** Passage for review follows **

Filters can be combined. The **`sources`** list uses **`page`** for PDFs and **`start`** (seconds) for YouTube; answers may show **t. M:SS** labels derived from **`start`**. GitHub citations use chunk-index-style **p. N** labels in the answer text.

Example: *"What is OpenOCD? In the Pico doc, pages 16–17 only"* → `query_tool(query="What is OpenOCD?", document_id="RP-008276-DS-1-getting-started-with-pico.pdf", page_min=16, page_max=17)`.

### `add_document_tool`

Index locals (PDF, plain or Discord `.txt`, directories), YouTube (video URL, playlist URL, or bare id), or GitHub URLs (scheme optional). **`paths`** batches work items; one failed path does not roll back others. Persists to **`PINRAG_PERSIST_DIR`** / **`PINRAG_COLLECTION_NAME`** only (no MCP parameters for those).

| Parameter | Description |
|-----------|-------------|
| `paths` | Required list: files, dirs, URLs, or video ids |
| `tags` | Optional; one per `paths` entry, same order |
| `branch` | GitHub only: branch override |
| `include_patterns` | GitHub only: glob include list |
| `exclude_patterns` | GitHub only: glob exclude list |

### `list_documents_tool`

Returns **`documents`**, **`total_chunks`**, **`persist_directory`**, **`collection_name`**, and **`document_details`** (tags, titles, counts, aggregated **`bytes`** when present, `upload_timestamp`, etc.). If **`tag`** is set, **`total_chunks`** counts only chunks with that tag (not the whole collection).

** End of Passage for review **
** Provided material follows **

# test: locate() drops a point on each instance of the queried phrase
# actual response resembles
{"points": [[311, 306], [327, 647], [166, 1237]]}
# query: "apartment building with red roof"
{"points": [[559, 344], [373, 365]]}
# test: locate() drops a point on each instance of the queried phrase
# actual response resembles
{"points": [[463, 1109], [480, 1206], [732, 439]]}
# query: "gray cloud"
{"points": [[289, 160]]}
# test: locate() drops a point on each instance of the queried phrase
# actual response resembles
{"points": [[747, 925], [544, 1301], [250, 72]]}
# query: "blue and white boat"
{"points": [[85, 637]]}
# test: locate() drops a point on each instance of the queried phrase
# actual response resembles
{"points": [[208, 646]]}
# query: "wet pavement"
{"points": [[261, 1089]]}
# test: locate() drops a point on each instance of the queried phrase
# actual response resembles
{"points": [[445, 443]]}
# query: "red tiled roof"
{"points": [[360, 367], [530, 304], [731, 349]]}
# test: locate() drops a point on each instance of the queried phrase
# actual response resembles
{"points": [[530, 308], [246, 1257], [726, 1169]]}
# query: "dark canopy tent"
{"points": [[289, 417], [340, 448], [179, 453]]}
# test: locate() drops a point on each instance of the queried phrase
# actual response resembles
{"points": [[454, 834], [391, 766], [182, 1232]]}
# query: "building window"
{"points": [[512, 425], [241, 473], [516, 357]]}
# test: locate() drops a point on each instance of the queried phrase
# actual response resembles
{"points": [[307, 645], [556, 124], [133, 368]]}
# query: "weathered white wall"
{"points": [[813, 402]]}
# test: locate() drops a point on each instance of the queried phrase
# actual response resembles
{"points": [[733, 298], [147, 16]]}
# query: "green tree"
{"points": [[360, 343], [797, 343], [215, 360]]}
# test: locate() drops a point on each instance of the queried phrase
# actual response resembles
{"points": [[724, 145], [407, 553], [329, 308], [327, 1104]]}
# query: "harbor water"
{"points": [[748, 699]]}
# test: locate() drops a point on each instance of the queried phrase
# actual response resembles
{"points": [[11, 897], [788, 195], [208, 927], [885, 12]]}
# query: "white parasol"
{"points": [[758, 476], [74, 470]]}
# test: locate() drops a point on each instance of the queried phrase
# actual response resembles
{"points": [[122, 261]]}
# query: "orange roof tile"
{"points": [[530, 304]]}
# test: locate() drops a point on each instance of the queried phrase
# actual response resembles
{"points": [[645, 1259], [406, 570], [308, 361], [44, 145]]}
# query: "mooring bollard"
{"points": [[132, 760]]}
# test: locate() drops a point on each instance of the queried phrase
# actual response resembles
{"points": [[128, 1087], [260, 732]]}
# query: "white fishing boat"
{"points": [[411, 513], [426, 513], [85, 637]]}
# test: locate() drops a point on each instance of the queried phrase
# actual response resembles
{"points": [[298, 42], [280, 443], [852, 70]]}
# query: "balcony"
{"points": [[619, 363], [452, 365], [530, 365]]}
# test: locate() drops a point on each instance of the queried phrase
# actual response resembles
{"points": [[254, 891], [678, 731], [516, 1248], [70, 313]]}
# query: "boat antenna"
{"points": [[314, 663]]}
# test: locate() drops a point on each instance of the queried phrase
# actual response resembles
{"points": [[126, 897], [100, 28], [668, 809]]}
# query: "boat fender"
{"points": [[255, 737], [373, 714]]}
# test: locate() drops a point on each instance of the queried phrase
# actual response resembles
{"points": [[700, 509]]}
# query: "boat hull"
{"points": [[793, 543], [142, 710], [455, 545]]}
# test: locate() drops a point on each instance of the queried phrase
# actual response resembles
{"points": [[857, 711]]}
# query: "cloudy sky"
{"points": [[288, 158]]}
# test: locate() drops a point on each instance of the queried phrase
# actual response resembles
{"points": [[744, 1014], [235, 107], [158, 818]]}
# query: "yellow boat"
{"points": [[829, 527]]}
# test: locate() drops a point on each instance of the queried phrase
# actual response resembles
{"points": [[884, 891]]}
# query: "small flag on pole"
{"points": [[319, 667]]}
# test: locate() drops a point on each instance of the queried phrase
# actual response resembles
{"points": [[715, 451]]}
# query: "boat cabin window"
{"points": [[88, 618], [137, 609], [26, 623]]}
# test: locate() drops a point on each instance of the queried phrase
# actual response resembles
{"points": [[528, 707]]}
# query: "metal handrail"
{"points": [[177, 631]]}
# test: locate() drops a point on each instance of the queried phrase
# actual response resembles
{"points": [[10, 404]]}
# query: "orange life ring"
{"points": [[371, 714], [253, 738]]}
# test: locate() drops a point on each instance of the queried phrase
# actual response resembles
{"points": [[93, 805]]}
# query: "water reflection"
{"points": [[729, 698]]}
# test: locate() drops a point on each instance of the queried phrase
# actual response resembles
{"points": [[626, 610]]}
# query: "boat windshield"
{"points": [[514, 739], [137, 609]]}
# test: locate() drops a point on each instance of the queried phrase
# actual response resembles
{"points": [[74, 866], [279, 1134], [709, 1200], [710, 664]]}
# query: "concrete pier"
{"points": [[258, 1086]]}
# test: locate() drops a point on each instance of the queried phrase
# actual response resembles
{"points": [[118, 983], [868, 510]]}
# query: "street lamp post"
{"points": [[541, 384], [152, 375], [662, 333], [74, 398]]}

** End of Provided material **

Activity list.
a - In the tool documentation, what happens to the other paths when one path fails in `add_document_tool`?
b - Reproduce the part of the tool documentation starting at "Filters can be" and ending at "parameters for those).".
c - Write what follows the final sentence of the tool documentation.

Expected outputs.
a - The failure does not roll back the other paths.

b -
Filters can be combined. The **`sources`** list uses **`page`** for PDFs and **`start`** (seconds) for YouTube; answers may show **t. M:SS** labels derived from **`start`**. GitHub citations use chunk-index-style **p. N** labels in the answer text.

Example: *"What is OpenOCD? In the Pico doc, pages 16–17 only"* → `query_tool(query="What is OpenOCD?", document_id="RP-008276-DS-1-getting-started-with-pico.pdf", page_min=16, page_max=17)`.

### `add_document_tool`

Index locals (PDF, plain or Discord `.txt`, directories), YouTube (video URL, playlist URL, or bare id), or GitHub URLs (scheme optional). **`paths`** batches work items; one failed path does not roll back others. Persists to **`PINRAG_PERSIST_DIR`** / **`PINRAG_COLLECTION_NAME`** only (no MCP parameters for those).

c -
| Parameter | Description |
|-----------|-------------|
| `tag` | Optional: only docs that have this tag |

### `remove_document_tool`

Deletes every chunk for **`document_id`** (exact id from **`list_documents_tool`**).

| Parameter | Description |
|-----------|-------------|
| `document_id` | Required |

### MCP prompt: `use_pinrag`

Built-in routing blurb: **`request`** is interpolated as the first line; the rest lists when to use each tool and their parameters (matches `use_pinrag` in `server.py`). Listed wherever the client exposes MCP prompts (e.g. Cursor).

| Parameter | Description |
|-----------|-------------|
| `request` | Optional user goal (may be empty) |

### MCP resources

| Resource | Description |
|----------|-------------|
| `pinrag://documents` | Plain-text listing for the server’s configured collection (from `format_documents_list`) |
| `pinrag://server-config` | Printable dump of effective env/config (includes **`PINRAG_VERSION`**, key operational vars, API key presence) |

## Running tests

From the repo root, install dev extras (e.g. `uv sync --extra dev`).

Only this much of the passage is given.